**Task inputs**
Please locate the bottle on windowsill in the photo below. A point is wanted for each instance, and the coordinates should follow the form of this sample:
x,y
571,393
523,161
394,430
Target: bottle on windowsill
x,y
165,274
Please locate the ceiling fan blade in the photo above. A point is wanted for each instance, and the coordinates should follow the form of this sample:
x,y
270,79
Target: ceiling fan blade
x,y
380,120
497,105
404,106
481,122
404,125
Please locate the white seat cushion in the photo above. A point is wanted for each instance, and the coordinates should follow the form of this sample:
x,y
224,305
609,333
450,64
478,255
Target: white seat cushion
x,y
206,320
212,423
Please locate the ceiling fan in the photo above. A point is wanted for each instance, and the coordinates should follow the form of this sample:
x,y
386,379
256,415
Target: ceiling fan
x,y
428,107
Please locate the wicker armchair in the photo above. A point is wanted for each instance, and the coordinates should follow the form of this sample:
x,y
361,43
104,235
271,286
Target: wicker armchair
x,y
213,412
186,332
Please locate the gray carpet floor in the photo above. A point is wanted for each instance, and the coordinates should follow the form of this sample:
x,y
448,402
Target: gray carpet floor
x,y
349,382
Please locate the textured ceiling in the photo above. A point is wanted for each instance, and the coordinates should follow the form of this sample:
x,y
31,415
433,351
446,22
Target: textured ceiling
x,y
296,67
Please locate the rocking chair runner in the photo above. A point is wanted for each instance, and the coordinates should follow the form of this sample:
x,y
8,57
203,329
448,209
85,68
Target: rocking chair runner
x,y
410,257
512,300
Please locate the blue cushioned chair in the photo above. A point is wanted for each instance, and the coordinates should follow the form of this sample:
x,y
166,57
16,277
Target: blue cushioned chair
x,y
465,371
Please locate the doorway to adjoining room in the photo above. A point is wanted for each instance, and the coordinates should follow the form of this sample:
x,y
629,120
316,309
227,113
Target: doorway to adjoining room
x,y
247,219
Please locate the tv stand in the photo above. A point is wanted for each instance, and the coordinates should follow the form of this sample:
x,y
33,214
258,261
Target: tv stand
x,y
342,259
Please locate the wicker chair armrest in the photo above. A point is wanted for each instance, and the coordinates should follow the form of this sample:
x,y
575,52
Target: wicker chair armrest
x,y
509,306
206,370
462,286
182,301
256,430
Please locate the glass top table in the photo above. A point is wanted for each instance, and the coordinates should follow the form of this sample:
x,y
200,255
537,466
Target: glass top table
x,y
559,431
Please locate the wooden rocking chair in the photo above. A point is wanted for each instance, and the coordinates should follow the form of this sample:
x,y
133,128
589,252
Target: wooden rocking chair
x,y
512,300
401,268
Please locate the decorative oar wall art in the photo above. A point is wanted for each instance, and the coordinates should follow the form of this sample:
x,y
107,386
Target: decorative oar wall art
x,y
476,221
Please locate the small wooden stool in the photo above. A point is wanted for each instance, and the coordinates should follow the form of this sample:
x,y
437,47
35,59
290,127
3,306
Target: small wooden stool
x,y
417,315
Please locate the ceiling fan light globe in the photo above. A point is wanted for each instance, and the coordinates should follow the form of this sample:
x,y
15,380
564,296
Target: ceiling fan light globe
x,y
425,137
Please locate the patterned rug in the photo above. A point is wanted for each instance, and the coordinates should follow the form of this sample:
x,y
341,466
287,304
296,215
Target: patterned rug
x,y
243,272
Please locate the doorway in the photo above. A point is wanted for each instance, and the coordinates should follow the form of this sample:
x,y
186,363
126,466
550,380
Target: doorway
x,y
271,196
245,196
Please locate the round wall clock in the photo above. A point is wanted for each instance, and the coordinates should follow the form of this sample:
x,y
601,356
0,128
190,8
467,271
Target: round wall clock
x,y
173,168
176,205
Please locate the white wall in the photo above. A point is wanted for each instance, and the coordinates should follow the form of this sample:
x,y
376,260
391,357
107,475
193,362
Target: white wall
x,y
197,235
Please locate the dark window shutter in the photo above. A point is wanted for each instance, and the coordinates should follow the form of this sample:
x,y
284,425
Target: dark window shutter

**Work item**
Whenever the string "shutter" occurs in a line of the entries above, copy that line.

**Response to this task**
Please locate the dark window shutter in the photo above. A point is wanted for each instance, and the coordinates should follow the form of this sample:
Target: dark window shutter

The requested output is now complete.